- [Short task]
Copy every one of the rows below, reproducing each line character for character without any changes.

___ Data to use ___

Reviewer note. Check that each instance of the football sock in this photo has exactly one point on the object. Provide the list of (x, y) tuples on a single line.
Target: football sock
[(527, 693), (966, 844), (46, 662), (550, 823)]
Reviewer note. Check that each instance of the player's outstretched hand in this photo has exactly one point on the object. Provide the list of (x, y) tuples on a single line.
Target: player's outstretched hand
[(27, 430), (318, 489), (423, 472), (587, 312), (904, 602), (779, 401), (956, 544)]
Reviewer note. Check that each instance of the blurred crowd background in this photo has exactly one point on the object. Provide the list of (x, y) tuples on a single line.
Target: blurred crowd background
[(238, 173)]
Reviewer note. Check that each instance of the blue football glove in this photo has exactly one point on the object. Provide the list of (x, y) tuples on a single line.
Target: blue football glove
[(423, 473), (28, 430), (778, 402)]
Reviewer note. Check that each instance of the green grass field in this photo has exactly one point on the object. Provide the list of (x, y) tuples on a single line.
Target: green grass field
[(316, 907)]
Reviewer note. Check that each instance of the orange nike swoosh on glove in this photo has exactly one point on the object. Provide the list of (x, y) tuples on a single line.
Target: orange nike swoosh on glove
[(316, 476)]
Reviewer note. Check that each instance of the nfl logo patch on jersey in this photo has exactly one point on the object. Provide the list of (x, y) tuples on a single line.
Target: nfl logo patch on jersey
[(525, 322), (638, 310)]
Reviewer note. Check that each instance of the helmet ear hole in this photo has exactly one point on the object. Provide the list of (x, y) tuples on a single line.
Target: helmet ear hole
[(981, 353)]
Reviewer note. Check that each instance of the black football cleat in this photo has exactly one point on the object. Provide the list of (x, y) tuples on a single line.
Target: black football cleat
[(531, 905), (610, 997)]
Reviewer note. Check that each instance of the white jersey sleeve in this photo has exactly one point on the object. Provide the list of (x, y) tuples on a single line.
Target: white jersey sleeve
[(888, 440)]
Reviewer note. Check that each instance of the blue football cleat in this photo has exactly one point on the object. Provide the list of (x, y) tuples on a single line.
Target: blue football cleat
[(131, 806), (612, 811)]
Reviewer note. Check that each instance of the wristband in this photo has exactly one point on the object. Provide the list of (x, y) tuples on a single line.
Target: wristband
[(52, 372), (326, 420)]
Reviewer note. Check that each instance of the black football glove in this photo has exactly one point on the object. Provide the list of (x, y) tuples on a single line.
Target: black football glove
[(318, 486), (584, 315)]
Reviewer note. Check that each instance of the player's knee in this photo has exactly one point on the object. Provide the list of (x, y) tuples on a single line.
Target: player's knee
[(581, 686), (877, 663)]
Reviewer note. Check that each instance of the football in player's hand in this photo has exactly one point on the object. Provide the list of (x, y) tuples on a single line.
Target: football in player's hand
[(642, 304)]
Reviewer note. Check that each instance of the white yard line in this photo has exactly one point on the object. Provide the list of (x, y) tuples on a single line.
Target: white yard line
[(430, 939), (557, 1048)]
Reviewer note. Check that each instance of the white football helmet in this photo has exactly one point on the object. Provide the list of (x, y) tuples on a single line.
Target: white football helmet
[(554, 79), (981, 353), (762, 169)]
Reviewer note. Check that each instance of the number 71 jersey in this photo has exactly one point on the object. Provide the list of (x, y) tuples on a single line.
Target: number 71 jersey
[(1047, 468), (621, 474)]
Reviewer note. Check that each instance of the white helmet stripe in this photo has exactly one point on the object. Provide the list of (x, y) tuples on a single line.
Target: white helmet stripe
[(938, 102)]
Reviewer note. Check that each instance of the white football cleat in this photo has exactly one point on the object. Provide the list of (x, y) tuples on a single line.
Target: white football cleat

___

- [Result for this exercise]
Reviewer note. Check that each instance of the football sock in this photo has exactly one point on the object. Provide the list of (x, y) tuples on a single line.
Target: football sock
[(527, 693), (966, 844), (46, 662), (550, 823)]
Reviewer note. Check that each instance of the player's outstretched hand in this photo has exactly one point on the object. Provide the list of (x, y) tuples on a single line.
Target: player's outstretched hand
[(27, 430), (318, 489), (423, 472), (587, 312), (904, 602), (779, 401), (956, 544)]
Reviewer note. Check that each instance of the blurred crowd background in this photo has exactly one point on the object. Provide the list of (x, y) tuples on a single line.
Target: blurred crowd background
[(238, 173)]
Reviewer note. Check that each instance of the blue football glove in this photo has exactly one point on the object. Provide the list of (x, y) tuples on a single line.
Target: blue football glove
[(423, 473), (28, 430), (778, 402)]
Reviewer note. Check that each instance of the green grass field in this photo has exactly one point on the object. Provide the list of (x, y) tuples on a single line.
Target: green grass field
[(316, 907)]
Reviewer note. Check that each instance of the orange nike swoosh on glove in this photo has exactly one point on the object. Provide the list of (x, y) tuples on a single line.
Target: orange nike swoosh on glove
[(316, 476)]
Reviewer note. Check that each instance of the nfl logo patch on jersey in this photo has exactly one point on the object. Provide the list of (x, y) tuples on a single line.
Target: nfl logo patch on jersey
[(525, 322), (638, 310)]
Reviewer note. Check that each instance of the helmet ear hole in this photo has exactly one point on the object. Provide the list of (x, y) tuples on a single line.
Target: helmet ear hole
[(981, 353)]
Reviewer note. Check that each instance of the black football cleat in this photo has exactly one point on the object. Provide the list of (x, y) tuples on a single line.
Target: black football cleat
[(531, 905), (610, 997)]
Reviewer note. Check that each instance of the white jersey sleeve in this photo has exactly one point on the object. Provide the list of (x, y) tuples on a single line.
Target: white jersey sleeve
[(888, 440)]
Reviewer note. Check that each instance of the blue football cleat in this photo has exactly one point on the object. Provide the list of (x, y) tuples on a single line.
Target: blue football cleat
[(131, 806), (612, 811)]
Reviewer note. Check that each instance of the wristband in this photo has exactly one point on the object. Provide the list of (x, y) tuples on a single line.
Target: wristband
[(52, 372), (326, 420)]
Reviewer note. Check that each instance of the black football glove in this photo has exactly one point on the object. Provide the list of (x, y) tuples on a single line.
Target: black football glove
[(318, 486), (584, 315)]
Reviewer note. Check that each instance of the player's knee in this photo has exactly one point on the object. Provide the list of (x, y) tuples on a single line.
Target: player's knee
[(581, 686), (877, 663)]
Reviewer note. Check that each instance of the football in player's hand in this photo has exactly one point on the object. Provide the list of (x, y) tuples on a single line.
Target: football in player's hand
[(642, 304)]
Reviewer note. Check that each instance of the white yard line in this photo has exactly one point on the object. Provide the list of (x, y) tuples on a single line.
Target: white yard line
[(430, 939), (557, 1048)]
Reviewer note. Check that each instance of the white football helmet in this photo has exactly one point on the object. Provide the list of (x, y) tuples on a single line.
Target: white football helmet
[(554, 79), (981, 353), (762, 169)]
Reviewer note. Check that each instance of the number 71 jersey in this photo has exactly one point on the object. Provide the list of (x, y) tuples on a single line.
Target: number 71 jersey
[(1047, 468), (621, 474)]
Reviewer note. Check that each instance of the white helmet stripe in this photo has exactly one point on the object. Provide the list of (x, y) tuples on a single line.
Target: white helmet stripe
[(938, 102)]
Reviewer note. Check that each instance of the white football cleat in this photo has exactly one point on the object. Provide the list of (x, y) tuples on a single line.
Target: white football cleat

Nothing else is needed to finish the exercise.